EXCERPTED TEXT:

Start

Thumbs up: [+] nice design, clean [+] signup is simple and easy [+] intuative
and easy to use - like the keep clicking to change on boolean

Thumbs down: [+] echo the upsell [+] would be nice to have the option of going
to the details menu once you add a goal, rather than adding the generic ones
and then editing it [+] the roatating screens are nice but they could be
larger and the transitions a bit more smooth (bit chucky at the moment at
least on my browser)

Future features: [+] definately be handy as a mobile app [+] linking to a todo
app or providing that functionality would be great: Don't forget the milk,
Omnifocus and Things for the iPhone are my favouries [+] export reports and
get them emailed to you [+] email and/or sms in values for the day [+] goal
reminders and how much you have left [+] add rewards for yourself for
achieving your goals [+] timeframe to goals - i.e. life, 3 year, 2 year, this
month etc

Commercials: I wouldn't pay $5 per month for it at the moment. If it was $3-5
one off as an iPhone app and had the todo features or linked to my existing
todo app I would buy it.

------
nysauhem
I think the functionality is great, I especially like the data aggregation
options that you provide.

That said, I think the design needs polish. This is nitpicky, but looking at
the demo, there's no visual distinction between the time and the stopwatch
types. Also, I'd suggest a more web-optimized font, Times New Roman looks, for
lack of a better term, bleh

------
lee
Nice, I've been looking for a goal tracking solution that can spit out graphs
for me!

End

ENTRIES PROVIDED:
Start

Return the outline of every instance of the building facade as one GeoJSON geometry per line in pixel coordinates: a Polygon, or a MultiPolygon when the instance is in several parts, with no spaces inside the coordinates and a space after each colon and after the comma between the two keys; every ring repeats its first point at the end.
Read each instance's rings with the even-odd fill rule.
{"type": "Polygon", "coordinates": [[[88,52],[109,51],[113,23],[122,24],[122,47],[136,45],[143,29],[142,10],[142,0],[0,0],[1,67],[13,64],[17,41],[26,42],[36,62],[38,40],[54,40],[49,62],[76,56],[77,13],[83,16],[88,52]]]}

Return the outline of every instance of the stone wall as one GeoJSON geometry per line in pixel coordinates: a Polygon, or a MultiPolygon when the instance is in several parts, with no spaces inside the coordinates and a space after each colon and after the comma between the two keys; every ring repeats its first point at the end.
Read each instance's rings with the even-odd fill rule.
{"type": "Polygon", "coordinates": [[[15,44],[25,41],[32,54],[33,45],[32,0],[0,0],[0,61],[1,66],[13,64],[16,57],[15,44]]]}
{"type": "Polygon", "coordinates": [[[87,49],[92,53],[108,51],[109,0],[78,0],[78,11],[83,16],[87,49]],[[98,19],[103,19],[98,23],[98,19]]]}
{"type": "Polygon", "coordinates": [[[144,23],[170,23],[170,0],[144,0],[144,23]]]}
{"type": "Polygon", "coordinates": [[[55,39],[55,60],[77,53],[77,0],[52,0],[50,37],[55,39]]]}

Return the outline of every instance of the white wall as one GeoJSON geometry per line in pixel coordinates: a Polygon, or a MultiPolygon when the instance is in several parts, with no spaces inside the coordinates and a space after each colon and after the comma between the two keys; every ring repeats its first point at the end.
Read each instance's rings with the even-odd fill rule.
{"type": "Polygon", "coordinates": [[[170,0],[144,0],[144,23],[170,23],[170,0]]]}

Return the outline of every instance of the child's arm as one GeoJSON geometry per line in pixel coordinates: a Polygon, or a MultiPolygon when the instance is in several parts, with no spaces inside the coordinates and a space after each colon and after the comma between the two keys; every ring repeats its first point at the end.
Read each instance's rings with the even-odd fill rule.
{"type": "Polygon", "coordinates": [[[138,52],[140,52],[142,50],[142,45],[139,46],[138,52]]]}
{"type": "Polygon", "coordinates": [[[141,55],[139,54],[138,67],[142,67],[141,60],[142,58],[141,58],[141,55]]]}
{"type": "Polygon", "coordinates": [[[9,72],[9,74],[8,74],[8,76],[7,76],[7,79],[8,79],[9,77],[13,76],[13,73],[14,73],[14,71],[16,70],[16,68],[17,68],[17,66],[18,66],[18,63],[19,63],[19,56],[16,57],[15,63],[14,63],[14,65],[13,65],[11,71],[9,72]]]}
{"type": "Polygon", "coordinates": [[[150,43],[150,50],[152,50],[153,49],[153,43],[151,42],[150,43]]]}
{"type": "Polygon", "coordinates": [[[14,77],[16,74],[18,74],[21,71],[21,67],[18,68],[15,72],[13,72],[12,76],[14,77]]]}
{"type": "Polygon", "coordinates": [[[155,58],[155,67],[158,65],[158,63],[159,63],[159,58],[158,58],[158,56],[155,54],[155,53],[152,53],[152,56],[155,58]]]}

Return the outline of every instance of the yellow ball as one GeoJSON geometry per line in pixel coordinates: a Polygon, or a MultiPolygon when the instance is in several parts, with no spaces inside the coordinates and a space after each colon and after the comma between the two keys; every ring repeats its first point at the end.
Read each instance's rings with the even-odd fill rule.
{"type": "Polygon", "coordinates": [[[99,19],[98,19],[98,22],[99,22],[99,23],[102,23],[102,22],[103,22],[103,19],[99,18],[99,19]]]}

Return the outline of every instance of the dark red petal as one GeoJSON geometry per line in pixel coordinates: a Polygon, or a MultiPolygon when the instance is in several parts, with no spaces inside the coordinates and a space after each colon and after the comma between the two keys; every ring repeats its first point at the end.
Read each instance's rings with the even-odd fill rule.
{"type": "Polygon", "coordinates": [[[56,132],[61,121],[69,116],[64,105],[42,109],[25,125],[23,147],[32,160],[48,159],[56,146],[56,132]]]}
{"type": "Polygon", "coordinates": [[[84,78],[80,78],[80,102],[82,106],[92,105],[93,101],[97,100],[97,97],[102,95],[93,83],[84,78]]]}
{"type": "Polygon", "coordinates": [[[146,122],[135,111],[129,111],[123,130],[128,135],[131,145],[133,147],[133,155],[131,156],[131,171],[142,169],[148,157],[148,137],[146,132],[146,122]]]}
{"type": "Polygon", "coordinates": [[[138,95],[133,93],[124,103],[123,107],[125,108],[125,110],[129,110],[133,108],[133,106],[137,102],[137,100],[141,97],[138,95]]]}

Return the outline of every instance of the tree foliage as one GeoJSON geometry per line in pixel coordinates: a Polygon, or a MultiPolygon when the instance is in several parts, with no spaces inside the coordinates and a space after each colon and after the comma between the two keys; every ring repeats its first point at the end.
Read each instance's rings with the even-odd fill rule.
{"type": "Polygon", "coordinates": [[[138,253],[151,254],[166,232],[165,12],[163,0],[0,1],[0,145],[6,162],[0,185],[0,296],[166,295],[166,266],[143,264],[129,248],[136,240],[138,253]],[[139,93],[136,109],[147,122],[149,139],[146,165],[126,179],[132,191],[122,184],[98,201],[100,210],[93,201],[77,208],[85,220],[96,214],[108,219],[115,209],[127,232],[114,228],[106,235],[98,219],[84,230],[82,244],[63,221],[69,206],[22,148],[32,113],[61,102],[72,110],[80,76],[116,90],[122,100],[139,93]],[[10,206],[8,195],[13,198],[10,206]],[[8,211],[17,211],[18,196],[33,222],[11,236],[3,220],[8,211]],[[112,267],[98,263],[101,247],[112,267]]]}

End

TASK LIST:
a - Write out everything in the feedback thread from "Thumbs down: [+]" down to "on my browser)".
b - Which font does the commenter nysauhem object to in the feedback thread?
c - Decide whether each statement agrees with the feedback thread. For each, answer yes or no and quote the words that settle it.
(i) The first reviewer would buy a $3-5 one-off iPhone app version if it had todo features or linked to an existing todo app.
(ii) nysauhem says the demo clearly distinguishes the time and stopwatch types visually.
(iii) lee has been looking for a goal tracking tool that can produce graphs.
The lines come from a separate source and have no connection to the feedback thread.

THE SOLUTIONS:
a -
Thumbs down: [+] echo the upsell [+] would be nice to have the option of going
to the details menu once you add a goal, rather than adding the generic ones
and then editing it [+] the roatating screens are nice but they could be
larger and the transitions a bit more smooth (bit chucky at the moment at
least on my browser)

b - Times New Roman.

c -
(i) Yes: "If it was $3-5 one off as an iPhone app and had the todo features or linked to my existing todo app I would buy it."
(ii) No: "there's no visual distinction between the time and the stopwatch types"
(iii) Yes: "I've been looking for a goal tracking solution that can spit out graphs for me!"